***** TESTO MOSTRATO *****
Vivo in un paese che, a causa di un decennio di stagnazione economica, un mercato del lavoro fermo e un radicato sistema di clientelismo, non regala a me, come a tanti giovani, una prospettiva concreta per un futuro sereno. Ora come ora ce la sto mettendo tutta e sono fiero di ciò che ho prodotto, ma la strada da percorrere è ancora lunga. Sono felicemente fidanzato e a quasi trent’anni sento la necessità di accelerare i miei progetti di vita personale. Sogno un vero cambiamento in un Paese, anzi, in un popolo, che deve riprendere in mano questa realtà che sta sprofondando sempre di più nell’indecenza.

Sei soddisfatto oggi del tuo percorso professionale?
Direi di sì. Dal giorno in cui varcai le soglie dell’accademia di recitazione fino ad ora, il percorso è stato intenso, e spero che continui ad esserlo anche in futuro. Sono appena all’inizio, però sento di aver fatto dei piccoli ma anche importanti passi in avanti. Non è stato per niente facile ma ho constatato che con l’impegno, lo studio, un pizzico di sana follia e ovviamente un po’ di fortuna, la passione per questo mestiere arriva inevitabilmente a chi deve valutarti.

Cosa cambieresti del tuo vissuto attuale se potessi farlo?
Su due piedi direi nulla. La propria vita e il percorso che uno sceglie di fare viene influenzato da tanti fattori, e per adesso va bene così. Però a pensarci bene cambierei alcune scelte non proprio lucide.

Hai qualche rimorso o rimpianto?
Beh, chi non ne ha? Però non sono così importanti. Qualche rimpianto c’è, ma fa parte del passato. Se sono così ora è anche grazie alle esperienze vissute, quindi talvolta ben vengano i rimorsi.

C’è una domanda che vorresti ti fosse rivolta ma mai nessuno ti ha fatto?
Sì, ovvero se tifo per qualche squadra di calcio. La mia risposta sarebbe ovviamente sì, sono un tifoso sfegatato della S.S. Lazio fin da piccolo. Poi che il calcio non sia più onesto e bello come quello di una volta è un altro discorso, però mi piace molto come sport e quando posso corro allo stadio a tifare la mia squadra. Romanisti non odiatemi!
*****
● LAVORO DA SVOLGERE
- A) Nell'intervista, di quale squadra di calcio si dichiara tifoso l'intervistato?
- B) Secondo l'intervista, con che cosa la passione per il mestiere arriva a chi deve valutarti? Riportali tutti.
***** VOCI *****
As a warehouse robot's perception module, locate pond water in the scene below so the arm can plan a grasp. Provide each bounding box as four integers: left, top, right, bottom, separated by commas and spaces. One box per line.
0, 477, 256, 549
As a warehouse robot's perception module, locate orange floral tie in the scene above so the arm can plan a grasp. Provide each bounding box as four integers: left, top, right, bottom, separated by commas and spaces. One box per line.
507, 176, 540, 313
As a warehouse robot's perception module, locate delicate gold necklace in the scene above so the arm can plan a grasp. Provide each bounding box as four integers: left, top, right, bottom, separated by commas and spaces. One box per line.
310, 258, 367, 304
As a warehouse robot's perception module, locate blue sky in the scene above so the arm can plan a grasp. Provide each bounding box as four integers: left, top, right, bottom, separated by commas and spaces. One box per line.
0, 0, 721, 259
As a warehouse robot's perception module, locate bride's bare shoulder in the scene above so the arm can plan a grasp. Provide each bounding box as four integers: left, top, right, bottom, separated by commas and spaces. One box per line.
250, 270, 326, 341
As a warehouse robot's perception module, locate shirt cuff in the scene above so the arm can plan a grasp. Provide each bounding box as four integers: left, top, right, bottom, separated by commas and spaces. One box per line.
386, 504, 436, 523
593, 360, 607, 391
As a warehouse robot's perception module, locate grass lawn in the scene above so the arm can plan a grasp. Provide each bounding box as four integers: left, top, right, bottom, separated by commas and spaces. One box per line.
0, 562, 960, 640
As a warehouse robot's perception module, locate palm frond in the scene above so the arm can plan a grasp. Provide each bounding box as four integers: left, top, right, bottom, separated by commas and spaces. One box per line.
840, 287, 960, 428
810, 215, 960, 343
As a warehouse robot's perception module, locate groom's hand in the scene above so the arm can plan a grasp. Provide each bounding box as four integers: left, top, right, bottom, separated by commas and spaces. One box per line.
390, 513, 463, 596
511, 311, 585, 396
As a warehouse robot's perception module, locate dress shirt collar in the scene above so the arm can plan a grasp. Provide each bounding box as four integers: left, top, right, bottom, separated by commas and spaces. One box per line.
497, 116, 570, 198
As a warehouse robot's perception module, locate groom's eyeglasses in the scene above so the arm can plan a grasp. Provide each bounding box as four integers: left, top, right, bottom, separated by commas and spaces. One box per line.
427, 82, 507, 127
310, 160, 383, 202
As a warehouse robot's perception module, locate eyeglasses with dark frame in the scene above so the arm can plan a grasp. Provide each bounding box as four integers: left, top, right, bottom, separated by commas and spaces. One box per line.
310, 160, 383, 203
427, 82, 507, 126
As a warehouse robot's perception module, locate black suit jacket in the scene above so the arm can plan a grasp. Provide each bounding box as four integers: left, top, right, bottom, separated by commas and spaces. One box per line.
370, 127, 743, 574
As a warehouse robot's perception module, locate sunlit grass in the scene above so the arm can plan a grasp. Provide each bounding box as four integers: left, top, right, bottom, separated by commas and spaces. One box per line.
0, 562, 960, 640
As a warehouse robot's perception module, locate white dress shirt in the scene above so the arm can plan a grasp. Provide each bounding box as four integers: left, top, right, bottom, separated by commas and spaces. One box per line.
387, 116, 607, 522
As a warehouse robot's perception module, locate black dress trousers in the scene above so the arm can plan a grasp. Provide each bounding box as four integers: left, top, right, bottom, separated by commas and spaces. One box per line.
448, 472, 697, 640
*****
● RISULTATI IN ORDINE
- A) Della S.S. Lazio, fin da piccolo.

- B)
- l'impegno
- lo studio
- un pizzico di sana follia
- un po' di fortuna